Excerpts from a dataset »
<<<<

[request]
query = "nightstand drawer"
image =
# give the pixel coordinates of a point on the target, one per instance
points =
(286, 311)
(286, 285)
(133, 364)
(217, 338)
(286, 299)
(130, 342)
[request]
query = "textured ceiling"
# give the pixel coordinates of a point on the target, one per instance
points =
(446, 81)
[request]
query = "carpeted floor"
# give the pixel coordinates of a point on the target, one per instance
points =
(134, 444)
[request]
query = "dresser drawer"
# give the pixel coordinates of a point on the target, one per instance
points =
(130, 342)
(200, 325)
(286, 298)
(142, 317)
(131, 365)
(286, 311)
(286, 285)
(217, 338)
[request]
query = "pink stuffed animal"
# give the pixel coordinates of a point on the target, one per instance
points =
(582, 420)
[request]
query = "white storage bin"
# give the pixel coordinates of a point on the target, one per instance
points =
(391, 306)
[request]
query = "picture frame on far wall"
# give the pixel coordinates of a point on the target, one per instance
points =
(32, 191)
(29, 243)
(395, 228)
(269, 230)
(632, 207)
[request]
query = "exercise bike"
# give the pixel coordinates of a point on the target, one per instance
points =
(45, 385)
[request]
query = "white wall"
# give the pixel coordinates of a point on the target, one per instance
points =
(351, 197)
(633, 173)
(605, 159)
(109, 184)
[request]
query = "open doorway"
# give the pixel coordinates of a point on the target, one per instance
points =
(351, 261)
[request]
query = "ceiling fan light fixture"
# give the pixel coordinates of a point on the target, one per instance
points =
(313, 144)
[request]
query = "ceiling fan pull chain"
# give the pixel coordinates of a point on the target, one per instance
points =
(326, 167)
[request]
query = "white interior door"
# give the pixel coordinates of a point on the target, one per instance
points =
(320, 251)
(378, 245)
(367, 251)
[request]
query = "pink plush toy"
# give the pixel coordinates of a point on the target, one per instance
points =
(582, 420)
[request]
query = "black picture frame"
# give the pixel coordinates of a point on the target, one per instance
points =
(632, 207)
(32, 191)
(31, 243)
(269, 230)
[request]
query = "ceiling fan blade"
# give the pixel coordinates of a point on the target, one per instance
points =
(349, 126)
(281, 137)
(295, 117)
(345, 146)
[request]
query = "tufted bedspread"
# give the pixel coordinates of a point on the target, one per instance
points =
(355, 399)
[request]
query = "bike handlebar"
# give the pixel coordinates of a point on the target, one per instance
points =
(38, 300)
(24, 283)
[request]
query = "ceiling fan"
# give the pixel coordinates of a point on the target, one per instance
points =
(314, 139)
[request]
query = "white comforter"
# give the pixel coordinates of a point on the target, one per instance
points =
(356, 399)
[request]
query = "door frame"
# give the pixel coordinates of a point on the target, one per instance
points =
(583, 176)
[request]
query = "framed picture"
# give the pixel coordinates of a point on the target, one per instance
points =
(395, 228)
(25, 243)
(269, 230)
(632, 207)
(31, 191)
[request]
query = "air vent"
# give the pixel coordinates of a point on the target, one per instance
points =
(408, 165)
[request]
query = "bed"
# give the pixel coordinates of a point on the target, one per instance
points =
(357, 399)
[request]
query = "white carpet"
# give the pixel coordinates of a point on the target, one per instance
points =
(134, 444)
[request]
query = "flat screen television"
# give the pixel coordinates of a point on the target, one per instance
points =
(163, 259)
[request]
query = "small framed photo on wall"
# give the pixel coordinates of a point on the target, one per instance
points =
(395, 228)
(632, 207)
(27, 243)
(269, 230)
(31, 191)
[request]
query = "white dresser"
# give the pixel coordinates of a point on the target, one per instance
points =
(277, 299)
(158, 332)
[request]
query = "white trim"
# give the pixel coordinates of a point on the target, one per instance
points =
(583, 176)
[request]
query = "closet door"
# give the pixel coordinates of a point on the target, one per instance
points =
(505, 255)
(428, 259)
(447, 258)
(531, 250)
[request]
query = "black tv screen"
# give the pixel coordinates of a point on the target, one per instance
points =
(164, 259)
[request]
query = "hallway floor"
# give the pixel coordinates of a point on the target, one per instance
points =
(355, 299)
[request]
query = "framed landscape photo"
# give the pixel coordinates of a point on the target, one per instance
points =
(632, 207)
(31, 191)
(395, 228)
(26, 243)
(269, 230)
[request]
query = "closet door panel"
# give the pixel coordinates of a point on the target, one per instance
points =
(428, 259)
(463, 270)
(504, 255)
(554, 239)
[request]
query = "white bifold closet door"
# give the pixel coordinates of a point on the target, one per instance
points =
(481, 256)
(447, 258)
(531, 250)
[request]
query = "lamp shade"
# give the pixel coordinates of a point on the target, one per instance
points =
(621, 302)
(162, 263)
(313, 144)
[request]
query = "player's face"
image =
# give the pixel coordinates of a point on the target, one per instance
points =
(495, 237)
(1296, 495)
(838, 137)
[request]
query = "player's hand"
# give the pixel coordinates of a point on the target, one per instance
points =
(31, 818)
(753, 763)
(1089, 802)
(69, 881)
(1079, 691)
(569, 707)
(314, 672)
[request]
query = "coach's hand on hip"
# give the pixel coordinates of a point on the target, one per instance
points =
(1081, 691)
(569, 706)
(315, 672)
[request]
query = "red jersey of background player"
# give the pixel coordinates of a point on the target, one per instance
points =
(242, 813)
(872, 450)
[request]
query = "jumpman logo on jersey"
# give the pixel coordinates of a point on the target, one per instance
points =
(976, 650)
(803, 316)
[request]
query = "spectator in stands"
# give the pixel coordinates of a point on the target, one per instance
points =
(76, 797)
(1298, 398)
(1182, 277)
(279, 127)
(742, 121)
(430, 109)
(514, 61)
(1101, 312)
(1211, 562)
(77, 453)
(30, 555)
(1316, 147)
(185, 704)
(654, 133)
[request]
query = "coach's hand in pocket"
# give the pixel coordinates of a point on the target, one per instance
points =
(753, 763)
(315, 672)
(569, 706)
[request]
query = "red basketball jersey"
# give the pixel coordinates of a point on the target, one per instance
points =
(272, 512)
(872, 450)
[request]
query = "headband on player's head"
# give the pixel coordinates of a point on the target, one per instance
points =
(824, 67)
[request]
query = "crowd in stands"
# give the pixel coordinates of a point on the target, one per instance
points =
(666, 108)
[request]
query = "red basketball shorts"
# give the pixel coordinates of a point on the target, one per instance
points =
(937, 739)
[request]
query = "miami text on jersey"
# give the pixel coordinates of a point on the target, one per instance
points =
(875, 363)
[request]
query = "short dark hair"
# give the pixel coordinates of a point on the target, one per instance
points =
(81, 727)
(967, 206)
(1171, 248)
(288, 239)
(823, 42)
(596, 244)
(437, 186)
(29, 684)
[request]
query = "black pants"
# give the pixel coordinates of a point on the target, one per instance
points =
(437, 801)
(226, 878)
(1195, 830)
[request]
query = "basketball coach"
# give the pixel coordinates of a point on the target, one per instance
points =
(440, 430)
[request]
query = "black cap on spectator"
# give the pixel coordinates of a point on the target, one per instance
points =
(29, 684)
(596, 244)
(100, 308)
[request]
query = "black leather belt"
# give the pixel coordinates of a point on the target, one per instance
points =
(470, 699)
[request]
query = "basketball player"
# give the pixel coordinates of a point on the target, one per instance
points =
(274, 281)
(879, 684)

>>>>

Your goal »
Each record above should be restated word for word.

Answer to this exercise »
[request]
query = "nightstand drawer"
image =
# give the pixel coordinates of a point on the target, one per instance
points =
(286, 311)
(286, 285)
(133, 364)
(217, 338)
(286, 299)
(130, 342)
[request]
query = "textured ceiling"
# give the pixel coordinates of a point on the target, one per instance
points =
(446, 81)
[request]
query = "carpeted floor"
# give the pixel coordinates of a point on the target, one per instance
points =
(134, 444)
[request]
query = "dresser drawer"
# give the pixel coordinates of a point on the target, one per instance
points =
(130, 342)
(200, 325)
(286, 298)
(142, 317)
(131, 365)
(286, 311)
(286, 285)
(217, 338)
[request]
query = "pink stuffed animal"
# give the pixel coordinates of a point on the target, one per instance
points =
(582, 420)
[request]
query = "white storage bin"
# give the pixel coordinates of a point on the target, one per instance
points =
(391, 306)
[request]
query = "picture frame on far wall"
# give the pixel coordinates of a point on the target, one per instance
points =
(32, 191)
(29, 243)
(395, 228)
(269, 230)
(632, 207)
[request]
query = "exercise bike"
# give the pixel coordinates of a point on the target, one per instance
points =
(45, 385)
[request]
query = "white wall"
# give the pixel coordinates of a point on the target, one per instance
points =
(351, 197)
(633, 173)
(605, 159)
(109, 184)
[request]
query = "open doorway"
# give the pixel coordinates of a point on the target, one per instance
points =
(351, 261)
[request]
query = "ceiling fan light fixture"
# give the pixel coordinates of a point on the target, one per instance
points =
(313, 144)
[request]
query = "ceiling fan pull chain"
# give the pixel coordinates of a point on the target, one per instance
points =
(326, 167)
[request]
query = "white interior door"
# give the pixel coordinates of a point on the target, one per instance
points =
(320, 251)
(378, 245)
(367, 251)
[request]
query = "pink plush toy"
# give the pixel coordinates of a point on the target, one per instance
points =
(582, 420)
[request]
query = "black picture frame"
# give the pixel coordinates of a point on the target, one per instance
points =
(632, 207)
(32, 191)
(31, 243)
(269, 230)
[request]
query = "ceiling fan blade"
# give the pixel coordinates of a point on the target, one per instance
points =
(349, 126)
(281, 137)
(295, 117)
(345, 146)
[request]
query = "tufted bedspread"
# give the pixel coordinates of a point on the target, one per instance
points =
(355, 399)
[request]
query = "bike handlebar"
# give the pixel coordinates of a point on the target, one per instance
points =
(38, 300)
(24, 283)
[request]
query = "ceiling fan"
# give the pixel coordinates of a point on the target, one per instance
points =
(314, 139)
[request]
query = "white comforter"
# give the pixel coordinates of a point on the target, one per instance
points =
(356, 399)
[request]
query = "door frame"
# give the pixel coordinates of a point on the target, one per instance
points =
(583, 176)
[request]
query = "framed picture"
# give the pixel coordinates of a point on the target, one per instance
points =
(395, 228)
(25, 243)
(269, 230)
(632, 207)
(31, 191)
[request]
query = "air vent"
# give the pixel coordinates of a point on the target, one per instance
points =
(408, 165)
[request]
query = "bed"
# give the pixel coordinates of a point on the target, one per instance
points =
(357, 399)
[request]
query = "white carpet"
# give the pixel coordinates of a point on the target, one per instance
points =
(134, 444)
[request]
query = "flat screen television"
# give the pixel coordinates of a point on the target, one per instance
points =
(163, 259)
[request]
query = "small framed photo on wall"
# give the pixel coordinates of a point on the target, one per instance
points =
(395, 228)
(632, 207)
(27, 243)
(269, 230)
(31, 191)
[request]
query = "white dresser"
# give the pixel coordinates of a point on the target, one per instance
points =
(277, 299)
(158, 332)
[request]
query = "white trim"
# give the pixel coordinates of a point on the target, one per instance
points =
(583, 176)
[request]
query = "closet door"
# give the pixel coordinates of a point on the target, one per instance
points =
(505, 255)
(428, 259)
(447, 258)
(531, 250)
[request]
query = "black tv screen"
# give the pixel coordinates of a point on the target, one per instance
points =
(164, 259)
[request]
query = "hallway floor"
# give the pixel coordinates of a point on the target, one per instance
points =
(355, 299)
[request]
query = "framed landscape photo"
# give the pixel coordinates of a point on the target, one per instance
points =
(632, 207)
(31, 191)
(395, 228)
(26, 243)
(269, 230)
[request]
query = "closet door panel"
# give the pixel coordinates of a point on the target, one per instance
points =
(428, 259)
(463, 270)
(504, 255)
(554, 239)
[request]
query = "white bifold closet door"
# give the pixel coordinates of a point on the target, one per instance
points =
(481, 256)
(447, 258)
(531, 250)
[request]
query = "lamp shade"
# give the pixel coordinates of a point on the target, one per instance
points =
(621, 302)
(162, 263)
(313, 144)
[request]
query = "player's face"
image =
# give the pixel coordinates of a point on the target, one per instance
points =
(495, 237)
(1296, 495)
(838, 137)
[request]
query = "player's hand"
# give the pixel coordinates of a point on the target, one per instance
points =
(31, 818)
(753, 763)
(1089, 802)
(69, 881)
(1079, 691)
(569, 707)
(314, 672)
[request]
query = "coach's hand on hip"
# give the pixel coordinates of a point on the target, one per instance
points =
(1081, 691)
(569, 706)
(315, 672)
[request]
query = "red jersey of background player"
# give the pixel coordinates of a point on the target, one per instance
points =
(242, 813)
(872, 450)
[request]
query = "jumpman logo on jersey"
# give the pixel coordinates of a point on the target, one per instance
points =
(976, 650)
(803, 316)
[request]
query = "spectator in stands"
# give the pixel coordinates of a point on the target, one per instance
points =
(76, 797)
(1298, 398)
(1182, 277)
(279, 127)
(742, 121)
(430, 109)
(514, 61)
(1101, 312)
(1211, 562)
(77, 453)
(30, 555)
(1316, 147)
(185, 704)
(654, 133)
[request]
query = "coach's hand in pocket"
# give the pixel coordinates of a point on the target, one per instance
points =
(753, 763)
(315, 672)
(569, 706)
[request]
query = "red basketball jersey"
# give the pixel coordinates of a point on the target, one per instance
points =
(272, 512)
(872, 450)
[request]
query = "headband on player's head"
# give the pixel coordinates of a point on the target, one per instance
points =
(824, 67)
[request]
query = "crowd in stands"
# give the pixel coordinates of a point on the target, one per instance
points =
(666, 108)
[request]
query = "red basketball shorts"
# give the pixel coordinates of a point on the target, one per instance
points =
(937, 739)
[request]
query = "miami text on jersey"
# give the pixel coordinates of a point on the target, one per instance
points =
(875, 363)
[request]
query = "short dark hair"
# give the pixel coordinates of a point on the target, one per instance
points =
(81, 727)
(967, 206)
(1171, 248)
(288, 239)
(823, 42)
(596, 244)
(437, 186)
(29, 684)
[request]
query = "black pants"
# give the pixel coordinates of a point on the target, one per instance
points =
(437, 801)
(226, 878)
(1195, 830)
[request]
query = "basketball coach"
# give the pixel coordinates of a point on the target, one per instance
points =
(440, 430)
[request]
query = "black cap on spectator"
# give the pixel coordinates of a point on the target, one per instance
points =
(29, 684)
(596, 244)
(100, 308)
[request]
query = "black leather belt"
# give the pixel coordinates of a point on the target, one per instance
points =
(470, 699)
[request]
query = "basketball player"
# give the pixel coordinates of a point on the target, one per instance
points =
(274, 281)
(879, 684)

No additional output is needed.